## [SOURCE TEXT]
────────────────

# best movie sex scene



## joesmooth20 (Jul 10, 2006)

I have to think monster's ball was probably the best one i can think of. Anybody know any better.


----------



## Witmaster (Jul 10, 2006)

Team_America


----------



## lnvanry (Jul 10, 2006)

joesmooth20 said:
			
		

> I have to think monster's ball was probably the best one i can think of. Anybody know any better.



 hally barry is smokin, but billy bob ruined it...he just came across as a creepo.


----------



## Doublebase (Jul 10, 2006)

joesmooth20 said:
			
		

> I have to think monster's ball was probably the best one i can think of. Anybody know any better.



That was def a good one.  "Showgirls" had many.  "Eyes Wide Shut" had a good one as well.


----------



## Pepper (Jul 10, 2006)

Unfaithful
Diane Lane
in the hallway


----------



## topolo (Jul 10, 2006)

Brokeback Mountain had a great one in a tent.


----------



## fufu (Jul 10, 2006)

topolo said:
			
		

> Brokeback Mountain had a great one in a tent.



I just pitched a tent.


----------



## Goodfella9783 (Jul 10, 2006)

Pepper said:
			
		

> Unfaithful
> Diane Lane
> in the hallway


 
I was thinkin that too. Gettin tagged up from behind right?

Eminem and Brittany Murphy in 8 Mile.


----------



## GFR (Jul 10, 2006)

Brokeback Mountain


----------



## BigDyl (Jul 10, 2006)

────────────────

## [TO DO]
Write out the stretch of the movie sex scene thread from "## Doublebase (Jul" through "one as well.". Work only from the thread on movie sex scenes.

## [STORED RECORDS]

────────────────

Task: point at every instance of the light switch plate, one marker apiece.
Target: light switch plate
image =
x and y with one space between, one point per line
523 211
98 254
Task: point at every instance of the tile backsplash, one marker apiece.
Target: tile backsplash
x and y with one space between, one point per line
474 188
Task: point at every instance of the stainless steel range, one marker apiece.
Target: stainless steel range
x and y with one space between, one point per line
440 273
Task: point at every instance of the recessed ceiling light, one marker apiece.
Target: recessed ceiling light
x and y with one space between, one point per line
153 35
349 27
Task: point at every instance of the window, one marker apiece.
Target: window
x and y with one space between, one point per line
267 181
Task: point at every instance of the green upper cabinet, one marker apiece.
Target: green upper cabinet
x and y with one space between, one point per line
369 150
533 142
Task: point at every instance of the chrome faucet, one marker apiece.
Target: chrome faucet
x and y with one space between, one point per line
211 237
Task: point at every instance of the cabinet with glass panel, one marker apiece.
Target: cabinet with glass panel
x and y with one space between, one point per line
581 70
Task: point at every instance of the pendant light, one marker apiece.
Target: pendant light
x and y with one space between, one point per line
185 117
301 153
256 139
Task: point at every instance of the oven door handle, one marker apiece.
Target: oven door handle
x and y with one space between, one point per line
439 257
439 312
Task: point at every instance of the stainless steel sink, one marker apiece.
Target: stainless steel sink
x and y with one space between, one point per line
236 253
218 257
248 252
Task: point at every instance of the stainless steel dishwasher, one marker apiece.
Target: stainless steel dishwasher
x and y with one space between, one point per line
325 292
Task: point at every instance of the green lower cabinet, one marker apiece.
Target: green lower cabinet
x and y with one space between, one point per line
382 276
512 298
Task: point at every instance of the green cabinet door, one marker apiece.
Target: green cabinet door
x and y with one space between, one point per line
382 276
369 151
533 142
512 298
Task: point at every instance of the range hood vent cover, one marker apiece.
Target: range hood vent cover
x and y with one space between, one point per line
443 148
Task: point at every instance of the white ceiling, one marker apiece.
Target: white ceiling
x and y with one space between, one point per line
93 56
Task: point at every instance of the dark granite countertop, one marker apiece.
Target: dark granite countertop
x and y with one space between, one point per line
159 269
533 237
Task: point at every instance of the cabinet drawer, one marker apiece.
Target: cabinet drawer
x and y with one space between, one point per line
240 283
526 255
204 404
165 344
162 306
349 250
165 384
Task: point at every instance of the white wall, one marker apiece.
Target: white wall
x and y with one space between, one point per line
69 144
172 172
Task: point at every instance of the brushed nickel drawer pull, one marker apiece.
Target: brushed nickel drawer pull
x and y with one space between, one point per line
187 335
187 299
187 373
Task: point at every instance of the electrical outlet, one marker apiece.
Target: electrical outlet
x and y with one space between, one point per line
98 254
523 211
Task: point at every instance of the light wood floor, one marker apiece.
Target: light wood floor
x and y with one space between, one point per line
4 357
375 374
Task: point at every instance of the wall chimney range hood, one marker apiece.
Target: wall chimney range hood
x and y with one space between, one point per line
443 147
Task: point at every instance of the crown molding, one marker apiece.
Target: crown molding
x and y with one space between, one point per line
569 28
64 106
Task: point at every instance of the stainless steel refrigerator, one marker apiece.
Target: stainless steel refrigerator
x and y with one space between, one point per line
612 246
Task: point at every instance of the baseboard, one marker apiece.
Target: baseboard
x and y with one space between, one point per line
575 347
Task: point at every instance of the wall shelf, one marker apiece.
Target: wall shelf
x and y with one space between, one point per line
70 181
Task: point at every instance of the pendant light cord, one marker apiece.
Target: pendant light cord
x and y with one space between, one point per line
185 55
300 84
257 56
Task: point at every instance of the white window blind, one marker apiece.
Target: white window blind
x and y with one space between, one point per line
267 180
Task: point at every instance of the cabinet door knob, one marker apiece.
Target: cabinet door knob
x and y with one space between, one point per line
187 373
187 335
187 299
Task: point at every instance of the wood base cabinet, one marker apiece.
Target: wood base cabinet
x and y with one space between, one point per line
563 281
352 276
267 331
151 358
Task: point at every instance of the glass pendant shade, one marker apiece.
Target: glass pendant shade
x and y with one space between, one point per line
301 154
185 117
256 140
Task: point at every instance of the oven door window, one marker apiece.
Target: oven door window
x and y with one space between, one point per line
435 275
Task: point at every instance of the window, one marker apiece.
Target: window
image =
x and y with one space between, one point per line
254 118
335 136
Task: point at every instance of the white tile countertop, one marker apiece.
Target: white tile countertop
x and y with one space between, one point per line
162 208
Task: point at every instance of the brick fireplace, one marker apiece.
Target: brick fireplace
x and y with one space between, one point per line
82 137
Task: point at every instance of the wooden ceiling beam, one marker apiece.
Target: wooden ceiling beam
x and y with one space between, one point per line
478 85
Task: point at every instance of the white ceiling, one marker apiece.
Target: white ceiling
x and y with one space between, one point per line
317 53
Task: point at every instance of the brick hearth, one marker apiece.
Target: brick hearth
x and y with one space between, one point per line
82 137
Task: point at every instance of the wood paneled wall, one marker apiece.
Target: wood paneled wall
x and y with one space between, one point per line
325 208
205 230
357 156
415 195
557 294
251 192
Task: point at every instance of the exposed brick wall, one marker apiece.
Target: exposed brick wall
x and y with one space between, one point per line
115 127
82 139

────────────────

## [EXERCISE RESPONSE]
## Doublebase (Jul 10, 2006)

joesmooth20 said:
			
		

> I have to think monster's ball was probably the best one i can think of. Anybody know any better.



That was def a good one.  "Showgirls" had many.  "Eyes Wide Shut" had a good one as well.